* Task prompt
Going from the line that contains "Pin the laptop" down to the last line in the listing below, reproduce every line exactly and include no others.

* Raw data
####################
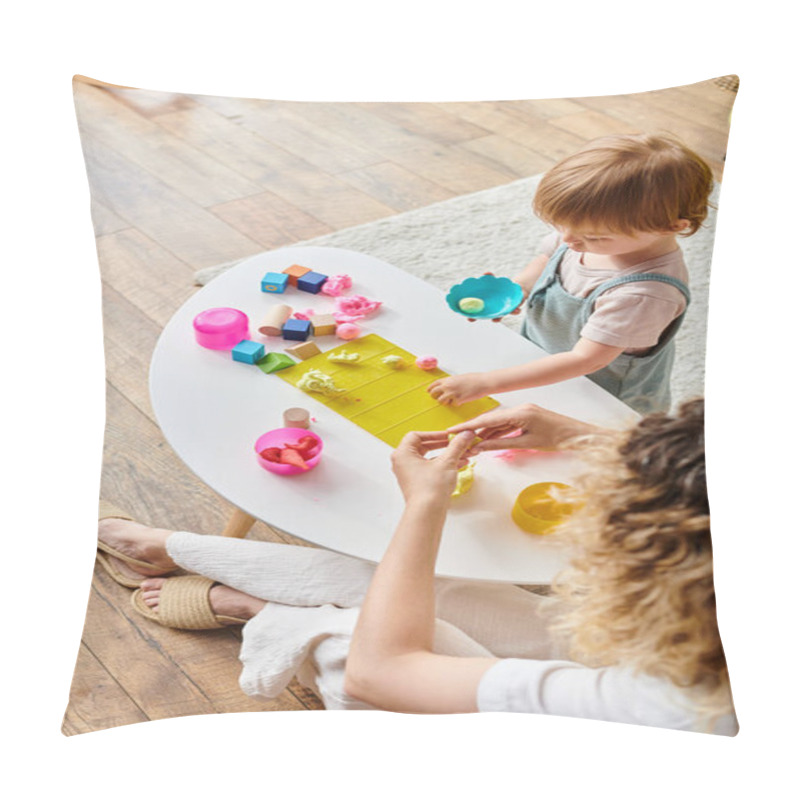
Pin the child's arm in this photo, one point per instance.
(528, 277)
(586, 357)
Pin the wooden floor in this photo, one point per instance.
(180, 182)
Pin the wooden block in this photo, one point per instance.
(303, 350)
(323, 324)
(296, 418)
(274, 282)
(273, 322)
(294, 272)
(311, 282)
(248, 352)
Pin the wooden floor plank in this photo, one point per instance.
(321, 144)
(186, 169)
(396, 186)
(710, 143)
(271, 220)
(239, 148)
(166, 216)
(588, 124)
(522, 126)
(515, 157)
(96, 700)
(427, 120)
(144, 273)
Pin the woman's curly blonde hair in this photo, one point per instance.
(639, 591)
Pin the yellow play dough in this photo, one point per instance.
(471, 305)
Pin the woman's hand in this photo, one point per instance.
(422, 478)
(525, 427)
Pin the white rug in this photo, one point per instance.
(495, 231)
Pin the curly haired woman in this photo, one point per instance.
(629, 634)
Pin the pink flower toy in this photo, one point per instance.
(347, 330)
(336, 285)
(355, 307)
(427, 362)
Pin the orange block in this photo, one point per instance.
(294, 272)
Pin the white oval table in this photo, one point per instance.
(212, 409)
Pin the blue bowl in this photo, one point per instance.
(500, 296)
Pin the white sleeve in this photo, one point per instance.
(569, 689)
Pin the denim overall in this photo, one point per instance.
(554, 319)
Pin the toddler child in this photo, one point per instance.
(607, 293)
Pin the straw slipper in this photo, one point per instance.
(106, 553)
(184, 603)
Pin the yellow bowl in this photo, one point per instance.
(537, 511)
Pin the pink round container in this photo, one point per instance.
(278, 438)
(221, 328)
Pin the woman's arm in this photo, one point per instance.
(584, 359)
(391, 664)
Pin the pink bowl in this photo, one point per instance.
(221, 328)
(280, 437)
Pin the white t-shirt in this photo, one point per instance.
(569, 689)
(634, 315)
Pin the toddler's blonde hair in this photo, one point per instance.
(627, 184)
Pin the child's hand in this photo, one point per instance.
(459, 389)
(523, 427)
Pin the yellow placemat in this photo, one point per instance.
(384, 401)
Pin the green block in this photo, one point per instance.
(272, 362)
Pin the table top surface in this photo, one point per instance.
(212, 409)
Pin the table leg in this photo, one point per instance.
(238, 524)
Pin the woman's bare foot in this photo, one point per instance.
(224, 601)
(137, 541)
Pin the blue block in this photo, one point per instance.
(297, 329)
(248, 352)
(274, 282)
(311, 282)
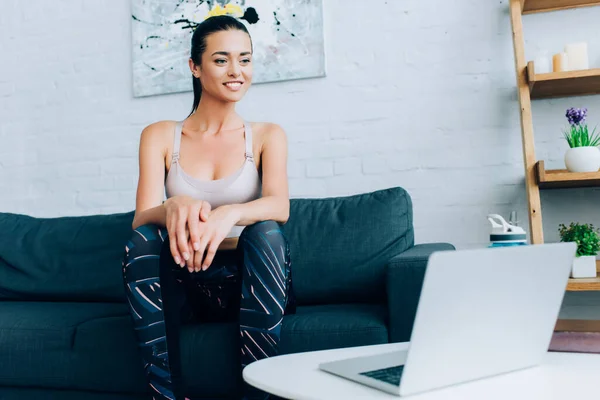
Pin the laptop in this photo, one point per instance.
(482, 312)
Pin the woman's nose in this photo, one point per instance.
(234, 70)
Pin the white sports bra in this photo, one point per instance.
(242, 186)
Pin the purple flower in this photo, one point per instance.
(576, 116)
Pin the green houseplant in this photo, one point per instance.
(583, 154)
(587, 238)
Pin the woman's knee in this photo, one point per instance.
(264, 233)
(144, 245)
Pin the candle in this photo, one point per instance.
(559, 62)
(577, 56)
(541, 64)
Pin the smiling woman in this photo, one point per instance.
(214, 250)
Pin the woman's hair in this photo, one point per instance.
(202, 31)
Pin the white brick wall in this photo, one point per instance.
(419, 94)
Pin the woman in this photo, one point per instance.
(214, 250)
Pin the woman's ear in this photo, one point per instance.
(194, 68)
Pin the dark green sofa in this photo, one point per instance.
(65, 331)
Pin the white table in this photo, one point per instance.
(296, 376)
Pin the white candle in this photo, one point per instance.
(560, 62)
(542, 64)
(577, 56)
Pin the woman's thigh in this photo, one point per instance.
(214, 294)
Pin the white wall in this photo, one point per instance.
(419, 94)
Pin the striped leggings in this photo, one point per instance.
####################
* Output
Pin the laptop in this photo, one point per instance.
(482, 312)
Pin the woman's nose in this photo, one point per instance.
(234, 70)
Pin the white sports bra in this photo, one point per instance.
(242, 186)
Pin the purple flower in this photo, one point per instance.
(576, 116)
Pin the green houseplant in this photo, one point per instance.
(583, 154)
(587, 238)
Pin the woman's knee in this photo, one point per instance.
(264, 233)
(144, 245)
Pin the candle in this photo, one point per instance.
(559, 62)
(577, 56)
(541, 64)
Pin the smiling woman in this photo, one point per instance.
(214, 250)
Pin the woman's hair in this photo, one point per instance.
(202, 31)
Pin the white brick wall in this photo, one point per instance.
(419, 94)
Pin the woman in this photo, one point per instance.
(214, 250)
Pin the woman's ear in this photo, one point per instance.
(194, 68)
Pin the dark green sofa in this photo, one point per instance.
(65, 331)
Pin the white table in this photo, one point per instance.
(296, 376)
Pin the white candle in this photo, one point per instance.
(560, 62)
(542, 64)
(577, 56)
Pin the woman's thigh in this photo, one point per instance.
(214, 294)
Pin the white wall in this photo, one point per instance.
(419, 94)
Pin the striped leggings in this photo, one point per instance.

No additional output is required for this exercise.